Given exercise | Please print exactly the lines running from the one that contains "Draw the outline of every instance of the <item>gray" to the end of the data, with both lines included.

Data shown |
- - -

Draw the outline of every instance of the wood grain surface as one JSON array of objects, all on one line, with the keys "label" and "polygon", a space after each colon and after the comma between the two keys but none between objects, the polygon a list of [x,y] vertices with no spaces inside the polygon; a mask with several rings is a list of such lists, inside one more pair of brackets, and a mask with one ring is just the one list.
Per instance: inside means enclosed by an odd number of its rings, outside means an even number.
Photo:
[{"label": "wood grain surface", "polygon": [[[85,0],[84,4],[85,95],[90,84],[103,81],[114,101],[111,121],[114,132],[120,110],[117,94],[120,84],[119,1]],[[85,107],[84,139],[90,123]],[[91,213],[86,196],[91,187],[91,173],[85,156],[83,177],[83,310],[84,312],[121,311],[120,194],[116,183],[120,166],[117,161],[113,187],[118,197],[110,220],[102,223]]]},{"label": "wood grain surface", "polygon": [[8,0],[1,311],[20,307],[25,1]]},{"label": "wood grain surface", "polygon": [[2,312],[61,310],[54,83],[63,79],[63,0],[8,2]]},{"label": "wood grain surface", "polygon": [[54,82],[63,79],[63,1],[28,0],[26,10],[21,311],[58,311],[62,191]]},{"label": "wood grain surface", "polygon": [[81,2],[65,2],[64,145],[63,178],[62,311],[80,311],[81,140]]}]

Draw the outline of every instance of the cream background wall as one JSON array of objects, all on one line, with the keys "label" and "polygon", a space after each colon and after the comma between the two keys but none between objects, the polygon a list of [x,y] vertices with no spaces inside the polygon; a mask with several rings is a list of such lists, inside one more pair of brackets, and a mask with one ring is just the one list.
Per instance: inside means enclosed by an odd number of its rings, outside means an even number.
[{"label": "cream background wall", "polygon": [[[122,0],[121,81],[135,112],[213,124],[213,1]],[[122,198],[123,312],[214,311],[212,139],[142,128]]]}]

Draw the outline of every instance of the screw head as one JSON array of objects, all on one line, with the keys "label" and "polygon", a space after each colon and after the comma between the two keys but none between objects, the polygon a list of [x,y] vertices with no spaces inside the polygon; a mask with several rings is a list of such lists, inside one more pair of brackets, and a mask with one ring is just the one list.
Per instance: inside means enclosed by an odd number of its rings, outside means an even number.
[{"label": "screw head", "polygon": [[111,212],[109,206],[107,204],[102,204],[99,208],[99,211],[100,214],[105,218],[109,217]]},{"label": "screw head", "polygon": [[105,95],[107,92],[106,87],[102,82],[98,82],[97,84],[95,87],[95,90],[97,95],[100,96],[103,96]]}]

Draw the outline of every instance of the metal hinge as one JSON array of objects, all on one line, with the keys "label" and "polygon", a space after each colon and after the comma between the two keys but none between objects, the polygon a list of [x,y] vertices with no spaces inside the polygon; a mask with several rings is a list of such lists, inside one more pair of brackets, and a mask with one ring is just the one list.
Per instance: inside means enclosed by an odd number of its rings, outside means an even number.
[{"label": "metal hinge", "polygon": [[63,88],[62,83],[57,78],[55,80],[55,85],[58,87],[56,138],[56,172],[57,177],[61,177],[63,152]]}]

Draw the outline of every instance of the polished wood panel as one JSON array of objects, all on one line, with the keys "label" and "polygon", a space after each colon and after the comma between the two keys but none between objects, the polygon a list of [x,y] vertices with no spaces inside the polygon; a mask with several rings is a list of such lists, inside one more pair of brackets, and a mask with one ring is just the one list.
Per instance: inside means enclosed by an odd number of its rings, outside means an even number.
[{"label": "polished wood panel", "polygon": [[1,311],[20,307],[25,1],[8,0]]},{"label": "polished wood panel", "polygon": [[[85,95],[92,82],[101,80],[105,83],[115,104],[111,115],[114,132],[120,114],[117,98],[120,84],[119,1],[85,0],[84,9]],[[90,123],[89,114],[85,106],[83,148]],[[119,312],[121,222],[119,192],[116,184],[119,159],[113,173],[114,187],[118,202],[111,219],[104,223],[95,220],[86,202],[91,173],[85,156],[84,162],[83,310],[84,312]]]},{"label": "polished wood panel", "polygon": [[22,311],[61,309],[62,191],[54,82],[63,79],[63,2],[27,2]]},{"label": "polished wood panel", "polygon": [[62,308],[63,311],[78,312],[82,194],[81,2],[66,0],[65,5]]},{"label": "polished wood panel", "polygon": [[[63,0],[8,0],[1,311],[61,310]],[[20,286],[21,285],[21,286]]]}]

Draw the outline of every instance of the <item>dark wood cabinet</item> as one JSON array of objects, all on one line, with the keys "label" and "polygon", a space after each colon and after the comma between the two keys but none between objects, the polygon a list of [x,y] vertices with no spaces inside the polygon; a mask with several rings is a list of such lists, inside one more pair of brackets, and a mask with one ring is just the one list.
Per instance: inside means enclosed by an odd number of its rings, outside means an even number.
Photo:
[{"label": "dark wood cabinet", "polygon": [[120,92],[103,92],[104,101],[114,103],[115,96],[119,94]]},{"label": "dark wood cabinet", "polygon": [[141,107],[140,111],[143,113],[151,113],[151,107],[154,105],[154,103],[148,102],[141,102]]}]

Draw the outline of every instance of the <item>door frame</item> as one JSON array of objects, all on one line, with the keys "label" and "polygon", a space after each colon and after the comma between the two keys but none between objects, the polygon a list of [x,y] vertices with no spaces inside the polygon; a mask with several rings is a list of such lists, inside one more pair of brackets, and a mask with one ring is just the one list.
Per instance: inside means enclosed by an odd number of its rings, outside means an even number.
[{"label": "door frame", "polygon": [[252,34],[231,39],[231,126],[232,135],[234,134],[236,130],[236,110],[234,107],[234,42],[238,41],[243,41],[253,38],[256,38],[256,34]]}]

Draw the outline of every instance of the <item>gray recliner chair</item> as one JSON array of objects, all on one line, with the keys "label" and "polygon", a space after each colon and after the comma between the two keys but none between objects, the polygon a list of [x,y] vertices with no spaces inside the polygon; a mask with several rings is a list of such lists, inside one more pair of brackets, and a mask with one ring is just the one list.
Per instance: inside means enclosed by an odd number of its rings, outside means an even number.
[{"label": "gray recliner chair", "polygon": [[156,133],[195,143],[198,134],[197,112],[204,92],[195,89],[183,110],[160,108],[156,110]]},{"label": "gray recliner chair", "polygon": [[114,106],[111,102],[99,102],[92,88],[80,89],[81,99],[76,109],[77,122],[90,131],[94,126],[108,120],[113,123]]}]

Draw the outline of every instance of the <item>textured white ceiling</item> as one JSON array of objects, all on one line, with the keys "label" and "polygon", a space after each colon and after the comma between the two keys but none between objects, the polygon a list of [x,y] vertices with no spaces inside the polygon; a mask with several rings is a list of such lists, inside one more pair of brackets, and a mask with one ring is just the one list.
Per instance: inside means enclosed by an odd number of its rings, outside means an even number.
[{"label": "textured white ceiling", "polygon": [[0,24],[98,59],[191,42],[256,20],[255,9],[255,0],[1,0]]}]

- - -

Response to the task |
Draw the outline of every instance of the <item>gray recliner chair</item> as one JSON array of objects, all on one line, with the keys "label" and "polygon", a space after each colon and after the comma between the two keys but none between objects, the polygon a list of [x,y] vertices with no spaces inside the polygon; a mask with several rings is a list of such lists, inside one more pair of brackets, and a mask with one ring is just the one list.
Per instance: inside means enclosed by an odd number of its rings, outside means an even number.
[{"label": "gray recliner chair", "polygon": [[156,133],[195,143],[198,134],[197,112],[204,92],[195,89],[183,110],[160,108],[156,110]]},{"label": "gray recliner chair", "polygon": [[114,106],[111,102],[99,102],[92,88],[80,89],[81,99],[76,109],[77,122],[90,131],[94,126],[108,120],[113,123]]}]

Draw the outline of every instance of the <item>textured white ceiling</item> as one JSON array of objects, all on one line, with the keys "label" and "polygon", a space after each colon and after the comma between the two keys but none between objects, the polygon a list of [x,y] vertices with no spaces inside the polygon; a mask with several rings is a list of such lists, inside one more pair of brackets, and a mask with one ring is just the one list.
Per instance: inside means enclosed by an odd number of its rings, outside means an even number.
[{"label": "textured white ceiling", "polygon": [[0,24],[98,59],[191,42],[256,20],[255,9],[255,0],[1,0]]}]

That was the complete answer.